DIRECTIVE 1
In the SDDP execution passage, what does the thread-trajectory affinity pattern preserve?

EXCERPTED PASSAGE
========

Upper Bound: Estimated via Monte Carlo simulation over the forward pass trajectories (see Upper Bound Evaluation):

\bar{z}^k = \frac{1}{M} \sum_{m=1}^{M} \sum_{t=1}^{T} c_t^\top x_t^{(m)}

Optimality Gap:

\text{gap}^k = \frac{\bar{z}^k - \underline{z}^k}{\max(1, |\bar{z}^k|)}

3.4 Execution Model and Performance Considerations

The SDDP iteration structure has specific properties that guide the parallelization strategy and solver lifecycle design. These are summarized here as architectural constraints.

Thread-trajectory affinity: The dominant parallelization strategy assigns each thread ownership of a complete forward trajectory. With $N$ threads (summed across all ranks), $N$ forward passes execute in parallel, each thread solving its trajectory’s stage LPs sequentially from $t = 1$ to $T$ . The same thread that executed forward pass $k$ also performs the backward pass for the scenarios sampled by forward pass $k$ . This affinity pattern preserves cache locality (solver basis, scenario data, LP coefficients remain warm in the thread’s cache lines) and simplifies implementation by eliminating cross-thread data handoff.

Backward pass synchronization: The backward pass enforces a per-stage synchronization barrier: cut construction at stage $t$ completes before cuts at stage $t-1$ are computed. This serializes the algorithm at stage boundaries and is the dominant scaling factor for parallel speedup. Within a stage, each thread’s branching scenarios are solved sequentially, reusing the warm solver basis saved from the forward pass at that stage.

Forward pass state saving: When the number of forward passes $M$ exceeds the number of available threads $N$ , threads must process multiple trajectories in batches. This requires efficiently saving and restoring forward pass state (solver basis, scenario realization, visited states) at stage boundaries — analogous to CPU context switching for threads, but simpler because suspension only occurs at well-defined stage boundaries, not at arbitrary points.

LP rebuild cost: Memory constraints prevent keeping all stage LPs with their full cut sets resident simultaneously. The solver must rebuild LPs and add cut constraints when transitioning between stages, which lies on the critical performance path. The design minimizes this rebuild cost through strategies such as cut preallocation, basis persistence, and incremental constraint updates.

Reduced-cost cut extraction: Each state variable (incoming storage and inflow lag) is pinned by column bounds, and the reduced cost of that pinned column gives the cut coefficient directly — no preprocessing or dual combination is needed. FPHA hyperplane and generic constraint effects are captured automatically by the LP solver through the pinned column’s reduced cost. See Cut Management.

For implementation, see the cobre developer-guide.

4. Policy Graph Structure

4.1 Finite Horizon (Acyclic Graph)

The standard SDDP formulation uses an acyclic directed graph:

Nodes: Stages $t \in \{1, \ldots, T\}$
Arcs: Transitions with probabilities (typically deterministic: $p = 1$ )
Terminal: $V_{T+1}(x) = 0$ (no future cost beyond stage $T$ )

4.2 Cyclic Graph (Infinite Horizon)

========

Dataset items
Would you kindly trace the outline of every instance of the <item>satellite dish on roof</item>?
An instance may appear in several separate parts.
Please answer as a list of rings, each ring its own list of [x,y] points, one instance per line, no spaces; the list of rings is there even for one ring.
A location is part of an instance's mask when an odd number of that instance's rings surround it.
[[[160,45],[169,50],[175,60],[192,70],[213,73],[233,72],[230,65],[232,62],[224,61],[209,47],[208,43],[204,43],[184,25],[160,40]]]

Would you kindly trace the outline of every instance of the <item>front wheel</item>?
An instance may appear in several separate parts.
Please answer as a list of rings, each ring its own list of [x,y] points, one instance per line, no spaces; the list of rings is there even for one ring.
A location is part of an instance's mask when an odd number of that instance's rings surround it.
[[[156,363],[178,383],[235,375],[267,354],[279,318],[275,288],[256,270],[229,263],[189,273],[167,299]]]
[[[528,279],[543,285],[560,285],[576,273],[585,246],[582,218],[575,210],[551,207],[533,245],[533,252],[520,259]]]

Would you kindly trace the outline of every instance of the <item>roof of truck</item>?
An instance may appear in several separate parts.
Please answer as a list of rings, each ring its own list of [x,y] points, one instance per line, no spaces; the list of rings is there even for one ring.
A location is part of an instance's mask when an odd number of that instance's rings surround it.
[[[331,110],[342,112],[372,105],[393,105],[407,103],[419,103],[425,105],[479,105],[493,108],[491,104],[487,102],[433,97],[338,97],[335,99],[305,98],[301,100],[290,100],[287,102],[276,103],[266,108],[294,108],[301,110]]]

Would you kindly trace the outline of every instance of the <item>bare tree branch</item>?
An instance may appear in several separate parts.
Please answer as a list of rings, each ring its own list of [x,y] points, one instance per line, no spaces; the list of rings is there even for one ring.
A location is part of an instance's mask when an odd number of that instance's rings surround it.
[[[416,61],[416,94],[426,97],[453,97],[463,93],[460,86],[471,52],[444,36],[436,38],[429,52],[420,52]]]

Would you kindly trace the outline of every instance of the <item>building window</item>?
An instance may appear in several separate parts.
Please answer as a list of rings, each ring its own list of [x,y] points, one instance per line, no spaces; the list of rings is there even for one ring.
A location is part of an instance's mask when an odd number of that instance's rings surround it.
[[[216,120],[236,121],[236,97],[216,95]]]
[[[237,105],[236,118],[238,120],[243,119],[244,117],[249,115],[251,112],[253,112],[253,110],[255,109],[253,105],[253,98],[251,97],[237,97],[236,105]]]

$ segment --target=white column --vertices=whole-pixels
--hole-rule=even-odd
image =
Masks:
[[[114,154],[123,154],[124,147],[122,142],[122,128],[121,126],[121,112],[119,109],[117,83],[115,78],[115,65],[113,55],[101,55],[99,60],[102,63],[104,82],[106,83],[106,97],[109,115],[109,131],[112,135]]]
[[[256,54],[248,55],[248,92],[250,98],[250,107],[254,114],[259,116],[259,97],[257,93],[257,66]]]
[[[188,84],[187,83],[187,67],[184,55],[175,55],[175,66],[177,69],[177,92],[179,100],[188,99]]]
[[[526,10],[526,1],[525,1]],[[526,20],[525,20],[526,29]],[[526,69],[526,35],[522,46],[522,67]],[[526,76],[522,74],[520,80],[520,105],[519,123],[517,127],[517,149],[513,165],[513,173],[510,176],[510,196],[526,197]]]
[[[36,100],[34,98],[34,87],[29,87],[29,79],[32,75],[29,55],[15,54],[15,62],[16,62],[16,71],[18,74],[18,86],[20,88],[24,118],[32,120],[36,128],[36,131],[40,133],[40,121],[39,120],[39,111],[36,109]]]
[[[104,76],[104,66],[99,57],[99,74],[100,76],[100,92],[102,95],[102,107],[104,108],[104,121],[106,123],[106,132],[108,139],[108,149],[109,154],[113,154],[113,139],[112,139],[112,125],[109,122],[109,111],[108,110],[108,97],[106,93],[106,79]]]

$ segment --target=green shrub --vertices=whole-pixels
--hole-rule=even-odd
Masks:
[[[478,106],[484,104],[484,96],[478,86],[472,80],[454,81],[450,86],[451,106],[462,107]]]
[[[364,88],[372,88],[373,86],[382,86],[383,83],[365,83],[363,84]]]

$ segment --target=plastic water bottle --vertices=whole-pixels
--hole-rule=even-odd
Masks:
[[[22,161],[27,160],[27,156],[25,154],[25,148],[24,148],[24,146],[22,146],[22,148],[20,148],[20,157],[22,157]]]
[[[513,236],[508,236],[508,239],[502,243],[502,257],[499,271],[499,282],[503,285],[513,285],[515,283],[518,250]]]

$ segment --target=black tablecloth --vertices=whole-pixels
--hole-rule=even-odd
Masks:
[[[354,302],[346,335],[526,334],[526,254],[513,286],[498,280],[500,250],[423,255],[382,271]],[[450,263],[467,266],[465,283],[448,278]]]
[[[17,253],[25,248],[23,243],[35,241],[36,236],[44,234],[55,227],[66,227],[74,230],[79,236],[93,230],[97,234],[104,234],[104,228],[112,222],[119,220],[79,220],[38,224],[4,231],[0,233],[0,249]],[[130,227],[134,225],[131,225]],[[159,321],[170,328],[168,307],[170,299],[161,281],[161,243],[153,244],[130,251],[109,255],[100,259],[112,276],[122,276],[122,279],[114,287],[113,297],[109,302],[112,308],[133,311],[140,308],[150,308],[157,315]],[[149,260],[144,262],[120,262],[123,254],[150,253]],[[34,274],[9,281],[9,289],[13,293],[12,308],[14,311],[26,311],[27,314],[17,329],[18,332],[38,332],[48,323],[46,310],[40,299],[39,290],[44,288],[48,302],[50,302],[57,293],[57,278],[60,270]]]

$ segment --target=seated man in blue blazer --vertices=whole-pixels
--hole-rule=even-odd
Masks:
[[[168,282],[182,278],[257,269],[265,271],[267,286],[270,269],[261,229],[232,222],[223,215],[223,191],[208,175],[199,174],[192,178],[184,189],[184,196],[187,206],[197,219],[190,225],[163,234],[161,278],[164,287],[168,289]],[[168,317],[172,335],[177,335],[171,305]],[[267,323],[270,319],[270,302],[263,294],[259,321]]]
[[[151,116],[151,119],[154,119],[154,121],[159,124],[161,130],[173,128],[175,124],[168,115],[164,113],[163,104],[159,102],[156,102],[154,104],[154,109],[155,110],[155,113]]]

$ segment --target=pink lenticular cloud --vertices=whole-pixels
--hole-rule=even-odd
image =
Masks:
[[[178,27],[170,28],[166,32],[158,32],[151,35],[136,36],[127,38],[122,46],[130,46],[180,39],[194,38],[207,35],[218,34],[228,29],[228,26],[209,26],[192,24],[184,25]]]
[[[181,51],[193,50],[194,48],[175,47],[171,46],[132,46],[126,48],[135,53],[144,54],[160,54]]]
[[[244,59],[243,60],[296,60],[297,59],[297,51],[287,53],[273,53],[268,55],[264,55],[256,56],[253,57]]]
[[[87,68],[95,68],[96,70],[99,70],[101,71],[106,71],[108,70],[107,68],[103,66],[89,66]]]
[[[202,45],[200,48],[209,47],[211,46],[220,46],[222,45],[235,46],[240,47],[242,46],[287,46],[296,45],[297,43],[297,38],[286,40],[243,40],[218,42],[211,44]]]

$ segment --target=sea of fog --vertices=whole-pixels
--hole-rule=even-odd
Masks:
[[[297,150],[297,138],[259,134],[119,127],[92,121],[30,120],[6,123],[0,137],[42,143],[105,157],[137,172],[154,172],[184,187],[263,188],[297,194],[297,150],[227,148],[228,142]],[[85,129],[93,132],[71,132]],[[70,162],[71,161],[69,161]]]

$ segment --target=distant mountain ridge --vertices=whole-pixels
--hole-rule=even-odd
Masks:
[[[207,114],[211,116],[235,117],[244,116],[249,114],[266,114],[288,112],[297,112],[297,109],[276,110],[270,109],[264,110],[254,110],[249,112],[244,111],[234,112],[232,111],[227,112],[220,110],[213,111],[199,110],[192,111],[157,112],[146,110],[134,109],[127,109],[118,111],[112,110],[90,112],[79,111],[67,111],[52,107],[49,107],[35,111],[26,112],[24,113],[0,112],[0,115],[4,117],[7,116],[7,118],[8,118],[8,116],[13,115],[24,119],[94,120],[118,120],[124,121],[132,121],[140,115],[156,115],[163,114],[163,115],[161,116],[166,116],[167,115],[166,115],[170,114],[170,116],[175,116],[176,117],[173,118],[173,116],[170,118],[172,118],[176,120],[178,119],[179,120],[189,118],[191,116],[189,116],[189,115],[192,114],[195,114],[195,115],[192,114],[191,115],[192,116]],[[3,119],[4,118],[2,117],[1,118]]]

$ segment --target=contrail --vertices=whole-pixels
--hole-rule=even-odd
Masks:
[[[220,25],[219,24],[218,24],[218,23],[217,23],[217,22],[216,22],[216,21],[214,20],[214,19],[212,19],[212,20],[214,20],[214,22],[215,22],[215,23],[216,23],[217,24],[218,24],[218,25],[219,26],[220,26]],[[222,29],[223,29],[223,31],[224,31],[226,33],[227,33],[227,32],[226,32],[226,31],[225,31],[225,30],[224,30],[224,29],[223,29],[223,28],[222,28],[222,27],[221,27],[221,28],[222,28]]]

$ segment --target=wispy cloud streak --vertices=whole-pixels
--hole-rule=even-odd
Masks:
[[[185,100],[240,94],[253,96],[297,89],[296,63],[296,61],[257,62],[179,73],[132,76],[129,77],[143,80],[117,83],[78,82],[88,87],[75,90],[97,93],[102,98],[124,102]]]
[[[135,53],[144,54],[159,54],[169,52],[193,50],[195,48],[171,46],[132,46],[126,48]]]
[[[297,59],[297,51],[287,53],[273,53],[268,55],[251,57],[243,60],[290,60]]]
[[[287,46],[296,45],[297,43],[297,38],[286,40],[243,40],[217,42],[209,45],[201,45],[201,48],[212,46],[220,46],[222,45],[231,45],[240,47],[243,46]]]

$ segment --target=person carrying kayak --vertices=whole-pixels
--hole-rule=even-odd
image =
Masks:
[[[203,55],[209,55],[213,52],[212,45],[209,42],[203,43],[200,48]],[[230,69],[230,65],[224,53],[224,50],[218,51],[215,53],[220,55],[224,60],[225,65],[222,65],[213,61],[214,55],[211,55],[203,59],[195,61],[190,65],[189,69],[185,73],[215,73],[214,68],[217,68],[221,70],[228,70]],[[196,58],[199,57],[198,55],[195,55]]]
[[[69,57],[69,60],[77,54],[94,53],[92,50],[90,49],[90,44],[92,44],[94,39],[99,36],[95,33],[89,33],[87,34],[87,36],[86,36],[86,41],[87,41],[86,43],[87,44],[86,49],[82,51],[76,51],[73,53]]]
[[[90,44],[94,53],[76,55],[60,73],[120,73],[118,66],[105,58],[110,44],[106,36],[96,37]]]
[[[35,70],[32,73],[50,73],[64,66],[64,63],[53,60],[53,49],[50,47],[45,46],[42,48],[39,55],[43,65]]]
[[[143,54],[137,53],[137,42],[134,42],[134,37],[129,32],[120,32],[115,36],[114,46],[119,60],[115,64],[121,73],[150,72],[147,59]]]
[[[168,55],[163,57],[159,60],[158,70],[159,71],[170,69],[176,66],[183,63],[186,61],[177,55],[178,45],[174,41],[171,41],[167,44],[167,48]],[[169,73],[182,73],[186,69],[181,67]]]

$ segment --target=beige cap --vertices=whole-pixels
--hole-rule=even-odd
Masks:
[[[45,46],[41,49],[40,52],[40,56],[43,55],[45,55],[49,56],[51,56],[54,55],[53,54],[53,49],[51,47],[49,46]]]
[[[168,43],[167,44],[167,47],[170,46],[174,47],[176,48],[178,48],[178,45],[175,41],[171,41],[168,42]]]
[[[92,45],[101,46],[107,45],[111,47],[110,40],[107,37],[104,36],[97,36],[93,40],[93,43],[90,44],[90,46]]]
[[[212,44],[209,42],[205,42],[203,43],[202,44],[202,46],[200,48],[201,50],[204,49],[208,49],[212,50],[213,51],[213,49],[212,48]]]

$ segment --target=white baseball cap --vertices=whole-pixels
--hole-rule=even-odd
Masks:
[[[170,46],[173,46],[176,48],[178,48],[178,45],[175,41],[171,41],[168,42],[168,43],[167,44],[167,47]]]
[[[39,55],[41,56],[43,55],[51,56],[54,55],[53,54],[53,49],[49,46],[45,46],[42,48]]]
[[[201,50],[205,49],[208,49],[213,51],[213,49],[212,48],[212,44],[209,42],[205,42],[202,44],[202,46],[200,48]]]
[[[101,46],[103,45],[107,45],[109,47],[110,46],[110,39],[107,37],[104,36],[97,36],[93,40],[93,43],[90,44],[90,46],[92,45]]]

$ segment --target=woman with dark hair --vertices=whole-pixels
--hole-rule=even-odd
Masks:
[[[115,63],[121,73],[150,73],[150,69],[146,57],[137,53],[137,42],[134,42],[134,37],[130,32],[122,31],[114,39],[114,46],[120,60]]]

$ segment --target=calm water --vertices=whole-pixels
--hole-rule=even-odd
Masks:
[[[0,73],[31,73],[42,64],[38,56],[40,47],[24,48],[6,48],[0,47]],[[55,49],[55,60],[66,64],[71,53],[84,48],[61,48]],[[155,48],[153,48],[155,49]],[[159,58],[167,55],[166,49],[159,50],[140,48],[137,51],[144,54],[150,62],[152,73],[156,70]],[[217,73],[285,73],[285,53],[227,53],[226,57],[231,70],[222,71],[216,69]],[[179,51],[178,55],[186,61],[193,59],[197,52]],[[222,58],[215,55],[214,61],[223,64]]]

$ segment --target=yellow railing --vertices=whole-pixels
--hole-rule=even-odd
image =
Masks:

========

DIRECTIVE 2
Report how many lines of the rows contain the string "cloud", treating case as significant. Give only the number.

WORKED SOLUTION 1
Cache locality: the solver basis, scenario data, and LP coefficients stay warm in the thread's cache lines.

WORKED SOLUTION 2
2